--- Set problem A ---
Please copy the stretch from "In a phone conversation" through "the shop window." in the passage about the found money, word for word.
--- Set problem B ---
Continue the passage about the found money from the point where it stops.

+++ Given passage

At first, he thought the money was fake because there was so much of it. The $13,000 was in $20 and $10 denominations. “I thought, ‘maybe it’s Monopoly money,’” Connor said.
When he realized it was real, Connor ran into the house and, according to his mother, Jeanine Connor, he shouted: “We’re rich, we’re rich. Now I can get a new bike.”
In a phone conversation last week, Jeanine Connor said she wondered “what on earth” her son had discovered.
“He was always bringing home trinkets, a turtle or something he found in the road,” Jeanine Connor said.
Jeanine Connor found her son sitting on the floor throwing handfuls of money into the air.
“I was flabbergasted,” Jeanine Connor said.
For weeks, Jimmy Connor had stood outside Kennedy’s Bikes and Antiques in Collinsville, dreaming about owning the jet black, Aero Bee Avenger that sat in the shop window.
“It cost something like $88,” Connor said. He had about $14 saved.
Even though he wanted that bike, Connor knew he had to do the right thing and give the money back to the people it belonged to.
His mother, Jeanine Connor, thought someone must have robbed the bank near their home.
“The money was wrapped in packets,” Jeanine Connor said. “I had never seen money wrapped that way before.”

++++++
+++ Dataset excerpt

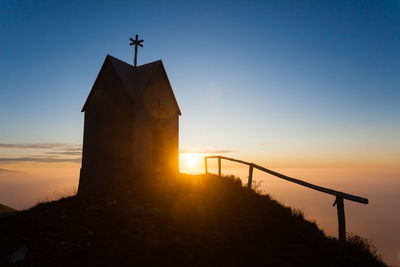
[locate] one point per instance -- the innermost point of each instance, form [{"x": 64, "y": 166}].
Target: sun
[{"x": 191, "y": 160}]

++++++

--- Task output A ---
In a phone conversation last week, Jeanine Connor said she wondered “what on earth” her son had discovered.
“He was always bringing home trinkets, a turtle or something he found in the road,” Jeanine Connor said.
Jeanine Connor found her son sitting on the floor throwing handfuls of money into the air.
“I was flabbergasted,” Jeanine Connor said.
For weeks, Jimmy Connor had stood outside Kennedy’s Bikes and Antiques in Collinsville, dreaming about owning the jet black, Aero Bee Avenger that sat in the shop window.

--- Task output B ---
She called Maryville police to report what her son had found. The amount of money was so large, Maryville police immediately notified the Illinois State Police.
According to the inflation calculator on the United States Department of Labor, Bureau of Labor Statistics website, Connor’s 1974 discovery would be like finding about $63,644 today.
Always do the right thing and give it back. You don’t know how it could affect somebody.
Robert Carpenter, the current Maryville chief of police, said finding that much money is “very unusual.”
Carpenter has been with the Maryville police for 14 years and in law enforcement for 27 years. Since he’s been with Maryville police, “nothing even close” to that amount has been turned in.
“Occasionally people turn in wallets,” Carpenter said in a phone interview last week. “You know the person who found it was honest if the money is still there. But we’re talking about 20, 40, 60 or 90 bucks, not thousands.”
In 1974, the Illinois State Police arrived in Collinsville to investigate Connor’s find and observed a couple with a baby searching the parking lot and ditches at the Bo-Jon Inn, across the street from Connor’s home.
According to an Illinois State Police press release from Sept. 4, 1974, the couple, Jose A. Gandaria and his wife, Juanita Gandaria of Mathis, Texas, were taking their son, Hector, to Chicago for a neurological exam.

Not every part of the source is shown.